▶ [Texte fourni]
Avec l’élargissement des milieux explorés, l’augmentation des échelles d’observation, la prise en compte des dynamiques du vivant au cours du temps, l’accès à des ensembles de données gigantesques, les questions posées par les biologistes sont sorties du strict périmètre des sciences de la vie pour alimenter d’autres disciplines et en être irriguées.
Comprendre le vivant nécessite désormais de le modéliser, de le quantifier, de l’imager, de prendre en compte les lois de la physique et de la chimie qui contribuent à son fonctionnement. Cela demande également de le manipuler avec des outils spécifiques de la bio-ingénierie et de la pharmacologie, de s’intéresser à son environnement, ou encore de recourir aux sciences humaines et sociales quand il s’agit d’étudier l’Homme, ses comportements et sa pensée.
Mathématiques, informatique, physique, chimie, ingénierie, géologie, paléontologie, écologie, philosophie, histoire, sociologie, etc. Aucune discipline n’est à l’écart d’une connexion avec l’étude du vivant. L’interdisciplinarité est une composante intrinsèque de la recherche en biologie du XXIe siècle car ce sont aux interfaces entre la biologie et les autres disciplines que naissent nombre d’innovations conceptuelles et technologiques.
Comment se traduit au quotidien cette pluridisciplinarité ?
La seule volonté des scientifiques ne suffit pas à la mise en œuvre d’approches interdisciplinaires. Il est nécessaire que les acteurs et les actrices se connaissent, partagent leurs questionnements, acquièrent les concepts et le vocabulaire propre à chaque discipline. Il faut aussi qu’ils reçoivent des aides supplémentaires pour faire jaillir des projets qui sont généralement à risque et trouvent difficilement des financements.
Pour répondre à ces besoins, i-Bio a mis en place des appels à projets doctoraux et des appels à projets collaboratifs pluridisciplinaires encourageant la prise de risque. Nous allons également accueillir chaque année une équipe de recherche interdisciplinaire et développer des actions d’animation scientifique (journées thématiques, écoles d'été, etc.).
Quels sont les enjeux de i-Bio en termes de formation ?
Le challenge est de pouvoir former des biologistes qui, en parallèle de leur cœur disciplinaire, soient familiarisés aux concepts, vocabulaires et outils d’autres domaines de recherche. L’objectif n’est pas d’en faire des experts d’autres spécialités, mais de leur permettre de dialoguer et mener des projets communs avec des scientifiques d’autres disciplines.

▶ [Données sources]
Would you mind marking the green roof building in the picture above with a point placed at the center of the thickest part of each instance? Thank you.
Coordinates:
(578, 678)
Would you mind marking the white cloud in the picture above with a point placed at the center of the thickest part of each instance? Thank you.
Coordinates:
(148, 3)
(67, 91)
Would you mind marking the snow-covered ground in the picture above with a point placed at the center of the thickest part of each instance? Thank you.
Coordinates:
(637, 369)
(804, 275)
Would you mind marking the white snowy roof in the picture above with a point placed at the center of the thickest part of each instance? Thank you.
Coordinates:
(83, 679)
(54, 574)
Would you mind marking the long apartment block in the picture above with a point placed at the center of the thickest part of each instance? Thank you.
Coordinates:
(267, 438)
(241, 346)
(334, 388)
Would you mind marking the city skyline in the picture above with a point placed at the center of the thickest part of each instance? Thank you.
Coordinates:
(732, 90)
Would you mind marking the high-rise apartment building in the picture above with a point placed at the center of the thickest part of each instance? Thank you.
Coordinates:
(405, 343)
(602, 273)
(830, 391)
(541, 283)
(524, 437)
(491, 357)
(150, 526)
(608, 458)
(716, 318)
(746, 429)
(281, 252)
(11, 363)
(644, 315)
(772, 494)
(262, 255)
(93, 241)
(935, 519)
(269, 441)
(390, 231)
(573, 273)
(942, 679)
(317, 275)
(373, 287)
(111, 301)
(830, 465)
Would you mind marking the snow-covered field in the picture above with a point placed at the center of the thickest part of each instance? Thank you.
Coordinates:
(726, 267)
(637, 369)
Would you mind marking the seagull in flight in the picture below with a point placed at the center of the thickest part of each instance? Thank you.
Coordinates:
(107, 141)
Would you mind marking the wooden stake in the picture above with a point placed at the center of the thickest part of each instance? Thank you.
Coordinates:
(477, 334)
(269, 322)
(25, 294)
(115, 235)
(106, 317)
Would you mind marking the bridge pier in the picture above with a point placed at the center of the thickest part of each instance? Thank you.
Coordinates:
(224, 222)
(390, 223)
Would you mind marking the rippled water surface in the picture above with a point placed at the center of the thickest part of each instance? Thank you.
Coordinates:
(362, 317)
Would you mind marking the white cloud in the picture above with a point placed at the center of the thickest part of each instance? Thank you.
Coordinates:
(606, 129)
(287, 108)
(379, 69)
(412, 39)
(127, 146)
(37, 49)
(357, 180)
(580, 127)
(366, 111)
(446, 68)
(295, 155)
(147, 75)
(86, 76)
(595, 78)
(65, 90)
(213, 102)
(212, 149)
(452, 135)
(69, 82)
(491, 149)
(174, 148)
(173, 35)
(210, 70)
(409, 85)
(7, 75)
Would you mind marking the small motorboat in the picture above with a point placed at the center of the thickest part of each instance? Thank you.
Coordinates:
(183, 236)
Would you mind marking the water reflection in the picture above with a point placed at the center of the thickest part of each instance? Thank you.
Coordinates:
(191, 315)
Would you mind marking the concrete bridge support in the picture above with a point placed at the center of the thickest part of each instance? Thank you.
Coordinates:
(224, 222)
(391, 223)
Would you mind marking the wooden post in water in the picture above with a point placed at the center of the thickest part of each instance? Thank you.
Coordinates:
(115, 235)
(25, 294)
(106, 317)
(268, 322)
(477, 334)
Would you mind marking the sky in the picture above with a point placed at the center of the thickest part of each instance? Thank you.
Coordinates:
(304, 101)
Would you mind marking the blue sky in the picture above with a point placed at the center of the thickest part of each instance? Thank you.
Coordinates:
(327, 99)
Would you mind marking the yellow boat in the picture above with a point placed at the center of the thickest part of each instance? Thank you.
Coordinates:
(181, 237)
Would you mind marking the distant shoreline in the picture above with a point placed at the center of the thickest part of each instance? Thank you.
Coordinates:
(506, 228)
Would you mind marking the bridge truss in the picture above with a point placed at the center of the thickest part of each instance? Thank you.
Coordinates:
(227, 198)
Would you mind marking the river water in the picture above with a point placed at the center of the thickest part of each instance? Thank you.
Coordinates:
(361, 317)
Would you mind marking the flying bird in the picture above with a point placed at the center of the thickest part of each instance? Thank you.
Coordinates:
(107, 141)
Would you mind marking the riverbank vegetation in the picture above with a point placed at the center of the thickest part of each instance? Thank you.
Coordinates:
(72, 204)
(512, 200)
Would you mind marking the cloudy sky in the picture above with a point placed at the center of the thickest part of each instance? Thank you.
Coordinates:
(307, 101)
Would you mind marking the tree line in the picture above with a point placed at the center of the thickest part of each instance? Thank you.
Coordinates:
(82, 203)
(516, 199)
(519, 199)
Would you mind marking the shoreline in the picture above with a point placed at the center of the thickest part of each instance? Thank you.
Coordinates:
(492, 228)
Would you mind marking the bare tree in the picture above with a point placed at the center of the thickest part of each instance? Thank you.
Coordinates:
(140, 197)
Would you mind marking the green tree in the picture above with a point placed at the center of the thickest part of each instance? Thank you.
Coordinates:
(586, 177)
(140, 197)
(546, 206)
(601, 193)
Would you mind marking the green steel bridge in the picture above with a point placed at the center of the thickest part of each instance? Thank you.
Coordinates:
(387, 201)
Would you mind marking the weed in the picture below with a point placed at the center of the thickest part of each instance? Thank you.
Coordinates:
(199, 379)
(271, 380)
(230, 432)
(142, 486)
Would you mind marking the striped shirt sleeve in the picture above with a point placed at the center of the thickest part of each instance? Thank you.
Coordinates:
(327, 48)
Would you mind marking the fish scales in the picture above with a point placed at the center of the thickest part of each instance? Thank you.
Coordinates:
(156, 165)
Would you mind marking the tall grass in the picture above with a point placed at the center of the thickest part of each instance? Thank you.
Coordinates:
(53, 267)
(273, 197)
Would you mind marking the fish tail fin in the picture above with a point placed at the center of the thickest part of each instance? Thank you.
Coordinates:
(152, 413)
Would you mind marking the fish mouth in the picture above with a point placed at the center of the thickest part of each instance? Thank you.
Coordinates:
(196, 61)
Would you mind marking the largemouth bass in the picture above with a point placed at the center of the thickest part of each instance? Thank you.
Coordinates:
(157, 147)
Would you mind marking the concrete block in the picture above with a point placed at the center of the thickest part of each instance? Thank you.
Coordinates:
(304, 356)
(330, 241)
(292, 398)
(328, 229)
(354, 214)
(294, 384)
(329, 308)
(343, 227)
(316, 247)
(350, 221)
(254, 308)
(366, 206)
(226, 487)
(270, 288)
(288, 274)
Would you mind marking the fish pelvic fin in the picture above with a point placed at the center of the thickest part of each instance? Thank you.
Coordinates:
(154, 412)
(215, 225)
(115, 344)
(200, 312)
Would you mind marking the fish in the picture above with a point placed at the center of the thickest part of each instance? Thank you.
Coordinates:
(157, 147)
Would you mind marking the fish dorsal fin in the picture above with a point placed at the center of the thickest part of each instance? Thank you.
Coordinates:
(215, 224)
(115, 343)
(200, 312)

▶ [Exercice] Recopiez à l'identique le passage du texte sur l'interdisciplinarité en biologie, de « La seule volonté » à « de formation ? ».

▶ [Résultat]
La seule volonté des scientifiques ne suffit pas à la mise en œuvre d’approches interdisciplinaires. Il est nécessaire que les acteurs et les actrices se connaissent, partagent leurs questionnements, acquièrent les concepts et le vocabulaire propre à chaque discipline. Il faut aussi qu’ils reçoivent des aides supplémentaires pour faire jaillir des projets qui sont généralement à risque et trouvent difficilement des financements.
Pour répondre à ces besoins, i-Bio a mis en place des appels à projets doctoraux et des appels à projets collaboratifs pluridisciplinaires encourageant la prise de risque. Nous allons également accueillir chaque année une équipe de recherche interdisciplinaire et développer des actions d’animation scientifique (journées thématiques, écoles d'été, etc.).
Quels sont les enjeux de i-Bio en termes de formation ?